### Objective
Everything from the line with "Q: Pick out each instance of the upper" through the last line of the records below should be copied exactly, both ends included.

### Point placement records

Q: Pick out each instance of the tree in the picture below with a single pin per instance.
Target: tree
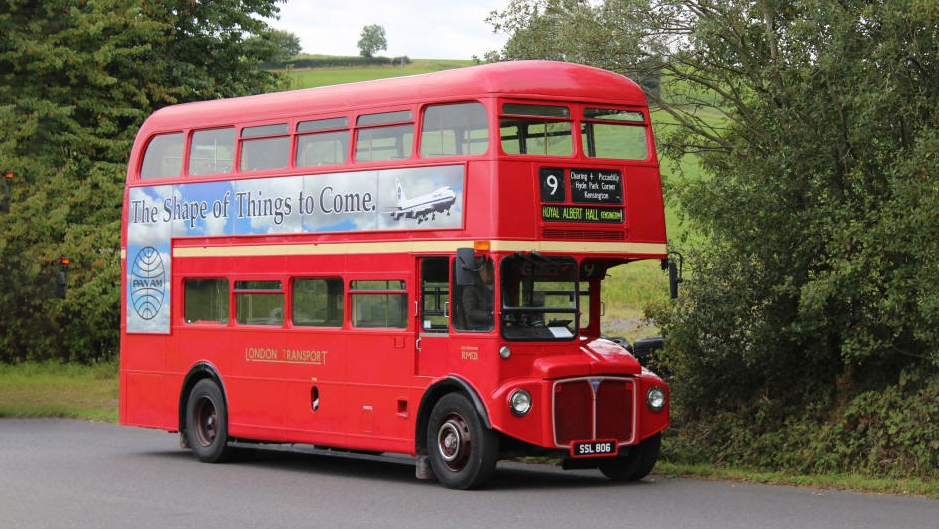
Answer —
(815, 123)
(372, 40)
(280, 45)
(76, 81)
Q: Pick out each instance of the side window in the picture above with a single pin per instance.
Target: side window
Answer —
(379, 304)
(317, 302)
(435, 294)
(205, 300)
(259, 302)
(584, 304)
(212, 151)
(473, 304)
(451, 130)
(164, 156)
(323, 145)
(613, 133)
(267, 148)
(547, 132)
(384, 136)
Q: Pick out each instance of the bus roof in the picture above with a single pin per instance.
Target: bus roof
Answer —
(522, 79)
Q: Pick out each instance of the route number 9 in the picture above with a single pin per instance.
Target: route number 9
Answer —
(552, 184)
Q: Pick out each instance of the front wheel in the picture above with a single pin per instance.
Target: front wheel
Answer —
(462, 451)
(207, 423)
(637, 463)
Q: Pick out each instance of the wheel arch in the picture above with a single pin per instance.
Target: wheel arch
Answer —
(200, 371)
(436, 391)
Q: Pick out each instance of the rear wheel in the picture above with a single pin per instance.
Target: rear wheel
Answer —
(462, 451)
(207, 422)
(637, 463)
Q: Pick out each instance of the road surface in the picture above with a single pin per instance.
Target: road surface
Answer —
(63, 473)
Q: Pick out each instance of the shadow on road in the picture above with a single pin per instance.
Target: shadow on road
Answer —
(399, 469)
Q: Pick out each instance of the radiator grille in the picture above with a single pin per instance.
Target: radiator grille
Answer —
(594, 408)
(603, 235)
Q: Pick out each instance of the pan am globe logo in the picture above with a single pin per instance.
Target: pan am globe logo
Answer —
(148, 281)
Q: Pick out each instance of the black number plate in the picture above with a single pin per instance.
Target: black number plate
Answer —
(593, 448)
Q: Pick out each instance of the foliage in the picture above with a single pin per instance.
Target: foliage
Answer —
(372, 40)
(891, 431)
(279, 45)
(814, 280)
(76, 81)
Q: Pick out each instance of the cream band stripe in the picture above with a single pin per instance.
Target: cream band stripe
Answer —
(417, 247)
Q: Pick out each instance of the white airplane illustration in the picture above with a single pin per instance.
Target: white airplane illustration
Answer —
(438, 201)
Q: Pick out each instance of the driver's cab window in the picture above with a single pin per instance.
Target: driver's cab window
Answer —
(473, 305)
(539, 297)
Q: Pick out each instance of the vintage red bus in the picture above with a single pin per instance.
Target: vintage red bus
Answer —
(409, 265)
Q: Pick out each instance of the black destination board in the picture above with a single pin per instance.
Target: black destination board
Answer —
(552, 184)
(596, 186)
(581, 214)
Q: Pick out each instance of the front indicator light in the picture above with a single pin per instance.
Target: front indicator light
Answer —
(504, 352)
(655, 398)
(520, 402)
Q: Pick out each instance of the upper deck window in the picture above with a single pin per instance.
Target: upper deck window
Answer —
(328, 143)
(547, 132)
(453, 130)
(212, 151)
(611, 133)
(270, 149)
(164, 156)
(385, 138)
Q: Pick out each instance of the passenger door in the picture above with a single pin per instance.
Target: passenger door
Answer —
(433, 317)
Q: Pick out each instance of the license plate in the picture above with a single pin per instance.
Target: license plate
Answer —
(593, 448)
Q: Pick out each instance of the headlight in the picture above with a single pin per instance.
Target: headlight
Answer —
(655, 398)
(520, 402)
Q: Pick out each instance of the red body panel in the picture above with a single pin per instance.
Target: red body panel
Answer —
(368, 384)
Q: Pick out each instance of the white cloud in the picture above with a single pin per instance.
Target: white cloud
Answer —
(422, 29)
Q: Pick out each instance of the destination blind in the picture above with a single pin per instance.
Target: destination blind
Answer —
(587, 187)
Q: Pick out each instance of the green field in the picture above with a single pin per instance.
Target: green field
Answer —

### Solution below
Q: Pick out each instance of the upper deck window in the picture above with a single pin per instance.
Target: upper deck window
Answer —
(328, 143)
(547, 132)
(453, 130)
(212, 151)
(611, 133)
(270, 149)
(164, 156)
(385, 138)
Q: Pick out each instance of the passenger door in the picture above with a single pin per instance.
Target: passenger door
Answer —
(433, 317)
Q: Pick out each instance of the license plate in the picture above with a single pin per instance.
Target: license plate
Answer —
(593, 448)
Q: Pick out each instance of the headlight in the picture above with a single pin per instance.
Target: headlight
Answer —
(655, 398)
(520, 402)
Q: Pick out each instance of the red body panel in the picture above with a single pin per instance.
Target: red body panel
Answer —
(368, 384)
Q: Pick out each instance of the white cloud in the picture above with a single pin per instance.
Target: white cloud
Answer —
(422, 29)
Q: Pick out each instance of the destination blind in the picture above with a single pin per instance.
Target: destination blind
Answer —
(587, 187)
Q: Pick out each instance of the green field in the picture above with a single pin per instance.
Target: green field
Answer —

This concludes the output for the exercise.